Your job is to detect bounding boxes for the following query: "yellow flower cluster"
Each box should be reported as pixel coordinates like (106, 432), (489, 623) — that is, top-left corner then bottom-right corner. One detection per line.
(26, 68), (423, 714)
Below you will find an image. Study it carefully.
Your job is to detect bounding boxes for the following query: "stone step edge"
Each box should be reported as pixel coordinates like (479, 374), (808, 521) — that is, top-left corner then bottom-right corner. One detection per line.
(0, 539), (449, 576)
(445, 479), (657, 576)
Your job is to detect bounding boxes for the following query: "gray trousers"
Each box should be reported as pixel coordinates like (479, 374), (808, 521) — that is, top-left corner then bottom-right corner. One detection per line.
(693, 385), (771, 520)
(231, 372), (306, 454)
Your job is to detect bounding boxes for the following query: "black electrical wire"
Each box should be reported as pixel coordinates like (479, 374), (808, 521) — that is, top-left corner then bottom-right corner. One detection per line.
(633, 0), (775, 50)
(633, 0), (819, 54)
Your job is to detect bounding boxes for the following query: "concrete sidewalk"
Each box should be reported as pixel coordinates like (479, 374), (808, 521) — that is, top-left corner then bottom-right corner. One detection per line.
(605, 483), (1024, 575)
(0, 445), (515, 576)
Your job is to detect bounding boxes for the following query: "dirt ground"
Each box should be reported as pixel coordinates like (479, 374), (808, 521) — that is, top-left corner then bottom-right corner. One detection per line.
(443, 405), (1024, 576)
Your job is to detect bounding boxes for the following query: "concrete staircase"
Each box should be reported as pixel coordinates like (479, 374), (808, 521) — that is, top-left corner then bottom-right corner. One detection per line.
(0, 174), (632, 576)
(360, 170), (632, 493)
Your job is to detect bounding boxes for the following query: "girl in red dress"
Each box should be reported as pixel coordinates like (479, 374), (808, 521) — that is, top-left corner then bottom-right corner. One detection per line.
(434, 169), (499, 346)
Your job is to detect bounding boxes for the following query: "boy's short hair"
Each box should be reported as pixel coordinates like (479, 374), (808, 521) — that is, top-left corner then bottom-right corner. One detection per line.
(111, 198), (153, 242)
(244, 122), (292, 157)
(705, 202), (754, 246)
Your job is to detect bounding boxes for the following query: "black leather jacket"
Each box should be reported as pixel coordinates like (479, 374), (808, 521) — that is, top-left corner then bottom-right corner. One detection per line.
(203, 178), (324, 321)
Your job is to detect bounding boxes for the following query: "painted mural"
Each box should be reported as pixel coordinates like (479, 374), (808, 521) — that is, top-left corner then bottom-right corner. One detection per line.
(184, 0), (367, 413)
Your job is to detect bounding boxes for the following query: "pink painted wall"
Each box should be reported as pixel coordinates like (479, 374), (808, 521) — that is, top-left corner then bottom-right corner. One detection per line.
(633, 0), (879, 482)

To do - Lay out all of the data above as a two-column CSV with the header instruction,boxes. Each row should hold one instruction's full text and the coordinate lines that answer it, with every field in quotes and its line breaks replaced by spaces.

Response -
instruction,boxes
"Your job is to detect bounding boxes for the following query: ""yellow flower cluster"" Each box should be reported as pixel coordinates like (106, 432), (489, 623) — that is, top-left corner then bottom-right corner. One detection per line.","(26, 68), (423, 714)"
"Below you will find an image. Study it carefully. Your job is to detect bounding boxes for the following query: ""stone step edge"" Each box should be reported as pixel coordinates like (479, 374), (808, 521) — that is, top-left corner then bottom-right corner. One detection per line.","(0, 539), (449, 576) (445, 479), (657, 576)"
"Your job is to detect bounding boxes for the following query: ""gray trousers"" Each box should be reported as pixel coordinates like (479, 374), (808, 521) — that is, top-left corner then bottom-right corner. One detection per line.","(693, 385), (771, 520) (231, 372), (306, 454)"
"Your job is to detect bounding boxes for the following query: ""black electrical wire"" Each box should be reported as pixel coordinates like (479, 374), (808, 521) — that is, top-left corner then bottom-right corner. One detection per line.","(633, 0), (775, 50) (633, 0), (819, 54)"
"Your job is to detect bounding boxes for the following query: ""concrete sidewalk"" Each box should be reported as pixel coordinates like (479, 374), (808, 521) — that is, top-left corner then bottom-right corner. One detection per line.","(605, 483), (1024, 575) (0, 445), (515, 576)"
"Your job is to detect bounding boxes for the following query: ""dirt ground"" Each box should be reported as pixel coordinates like (479, 374), (808, 521) — that is, top-left corner then bottom-right corner. One detection per line.","(443, 405), (1024, 576)"
"Your job is to detect bounding boxes for the following query: ""concrete staircase"" Each box should be reported as pixel coordinates like (479, 374), (808, 521) — that is, top-left corner then bottom-right corner. One detection per line.","(0, 174), (632, 576) (360, 170), (632, 493)"
"Your job is to detect bounding boxes for the following query: ""girl in red dress"" Each box should be reported as pixel coordinates like (479, 374), (808, 521) — that is, top-left corner then bottom-right corner. One detection per line.","(434, 169), (499, 346)"
"Your job is to detect bounding boxes for the following query: ""boy's short hair"" Each box should be reported as pixel coordinates like (479, 374), (808, 521) — that is, top-left corner then bottom-right corner. One detection per line.","(111, 198), (153, 242) (244, 122), (292, 157) (705, 202), (754, 246)"
"Your job is to detect bounding boxes for the following query: ""black leather jacket"" Each box should be reported as pixel coordinates like (479, 374), (808, 521) — that is, top-left corner then bottom-right corner. One detection per line.","(203, 178), (324, 321)"
"Your job is to detect bounding boxes for the following query: ""painted mural"" Each box should be reported as pixel coordinates like (479, 374), (808, 521) — that is, top-left corner then bottom-right corner. One detection per line.","(184, 0), (367, 413)"
"Your job is to detect bounding boxes for the following query: ""pink painted wall"" Each box should be reported as pixel coordinates like (479, 374), (808, 521) — that is, top-left corner then bottom-right corner. One detection per line.","(633, 0), (879, 482)"